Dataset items
----------------------------------------
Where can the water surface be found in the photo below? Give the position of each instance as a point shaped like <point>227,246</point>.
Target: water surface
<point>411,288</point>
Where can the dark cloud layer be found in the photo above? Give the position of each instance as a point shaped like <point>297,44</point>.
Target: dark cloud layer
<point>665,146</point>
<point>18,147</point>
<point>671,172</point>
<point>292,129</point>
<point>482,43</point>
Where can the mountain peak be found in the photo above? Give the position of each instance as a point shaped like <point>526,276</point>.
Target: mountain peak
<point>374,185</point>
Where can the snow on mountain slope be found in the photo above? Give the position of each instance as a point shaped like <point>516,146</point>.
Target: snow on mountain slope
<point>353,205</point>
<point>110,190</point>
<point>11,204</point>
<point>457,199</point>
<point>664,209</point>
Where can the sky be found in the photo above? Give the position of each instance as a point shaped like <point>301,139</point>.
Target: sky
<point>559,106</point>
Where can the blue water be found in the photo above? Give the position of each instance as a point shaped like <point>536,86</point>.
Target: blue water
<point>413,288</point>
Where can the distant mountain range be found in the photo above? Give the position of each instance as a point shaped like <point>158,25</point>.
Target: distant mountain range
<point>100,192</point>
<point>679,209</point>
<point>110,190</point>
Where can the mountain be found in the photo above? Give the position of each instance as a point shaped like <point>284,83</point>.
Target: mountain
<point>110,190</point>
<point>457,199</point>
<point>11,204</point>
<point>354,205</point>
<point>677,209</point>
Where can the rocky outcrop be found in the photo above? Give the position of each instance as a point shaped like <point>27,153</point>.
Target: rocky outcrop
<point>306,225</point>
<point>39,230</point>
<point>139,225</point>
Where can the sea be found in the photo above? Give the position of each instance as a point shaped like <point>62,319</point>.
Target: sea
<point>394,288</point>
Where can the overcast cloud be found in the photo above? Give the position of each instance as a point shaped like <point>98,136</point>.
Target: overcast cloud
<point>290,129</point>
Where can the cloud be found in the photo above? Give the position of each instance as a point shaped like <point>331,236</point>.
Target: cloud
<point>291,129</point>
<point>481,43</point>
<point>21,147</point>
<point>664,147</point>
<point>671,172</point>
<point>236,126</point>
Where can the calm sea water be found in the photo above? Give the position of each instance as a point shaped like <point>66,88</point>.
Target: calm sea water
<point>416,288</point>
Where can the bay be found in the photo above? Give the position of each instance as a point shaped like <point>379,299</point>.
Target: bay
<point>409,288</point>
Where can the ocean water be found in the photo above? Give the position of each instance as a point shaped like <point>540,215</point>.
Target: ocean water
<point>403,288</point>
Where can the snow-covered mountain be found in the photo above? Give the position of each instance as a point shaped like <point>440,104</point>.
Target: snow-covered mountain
----------------------------------------
Goal =>
Retype all of the material above verbatim, keeping every line in its original order.

The result =>
Where can the water surface be found in the photo below? Give the position of each instance as a point shaped like <point>227,246</point>.
Target: water surface
<point>411,288</point>
Where can the dark cloud layer be found in the photo above? Give the position of each instance as a point shaped like <point>297,44</point>.
Target: dark cloud layer
<point>665,146</point>
<point>18,147</point>
<point>671,172</point>
<point>292,129</point>
<point>482,43</point>
Where can the mountain peak be found in the photo above? Give the position of each instance as a point shaped like <point>526,276</point>.
Target: mountain peak
<point>374,185</point>
Where can the snow on mountain slope be found in the photo above? Give the position of each instance as a point shaped like <point>516,146</point>.
Target: snow on mountain slope
<point>353,205</point>
<point>110,190</point>
<point>11,204</point>
<point>457,199</point>
<point>664,209</point>
Where can the sky be found in the photo above? Give the position of each instance as a point shaped like <point>301,139</point>.
Target: sky
<point>559,106</point>
Where can the blue water be found in the photo above? Give the position of each instance as a point shaped like <point>536,86</point>.
Target: blue water
<point>413,288</point>
Where can the distant mountain range be found in the photo above? Give the position of each instance as a point shaped like <point>158,25</point>.
Target: distant mountain range
<point>100,192</point>
<point>679,209</point>
<point>110,190</point>
Where can the mountain be found in the photo above? Give the position of each instance as a point shaped like <point>284,83</point>.
Target: mountain
<point>110,190</point>
<point>457,199</point>
<point>11,204</point>
<point>354,205</point>
<point>677,209</point>
Where can the rocky outcrop be found in the photo above? Give the position of each instance as a point shaped like <point>27,153</point>.
Target: rocky outcrop
<point>306,225</point>
<point>39,230</point>
<point>139,225</point>
Where can the sea be found in the photo above? Give the position of each instance as a point shaped like <point>62,319</point>.
Target: sea
<point>394,288</point>
Where can the overcast cloud be found in the photo above? Give the position of each instance as a point shaped like <point>98,136</point>.
Target: overcast cloud
<point>290,129</point>
Where can the cloud be found in the photo above? Give the position of each instance as a point shaped like <point>331,236</point>.
Target: cloud
<point>291,129</point>
<point>481,43</point>
<point>21,147</point>
<point>664,147</point>
<point>671,172</point>
<point>236,126</point>
Where can the calm sea water be found in the photo above? Give the position of each instance as a point shaped like <point>66,88</point>.
Target: calm sea water
<point>416,288</point>
Where can the bay be found in the photo above? Give the position of each instance as a point shaped like <point>379,299</point>.
Target: bay
<point>409,288</point>
Where can the ocean water be found in the photo above? Give the position of each instance as a point shaped like <point>540,215</point>.
Target: ocean water
<point>403,288</point>
Where can the snow-covered mountain be found in the photo above? Give the position of each instance as a point shaped like <point>440,104</point>.
Target: snow-covered mountain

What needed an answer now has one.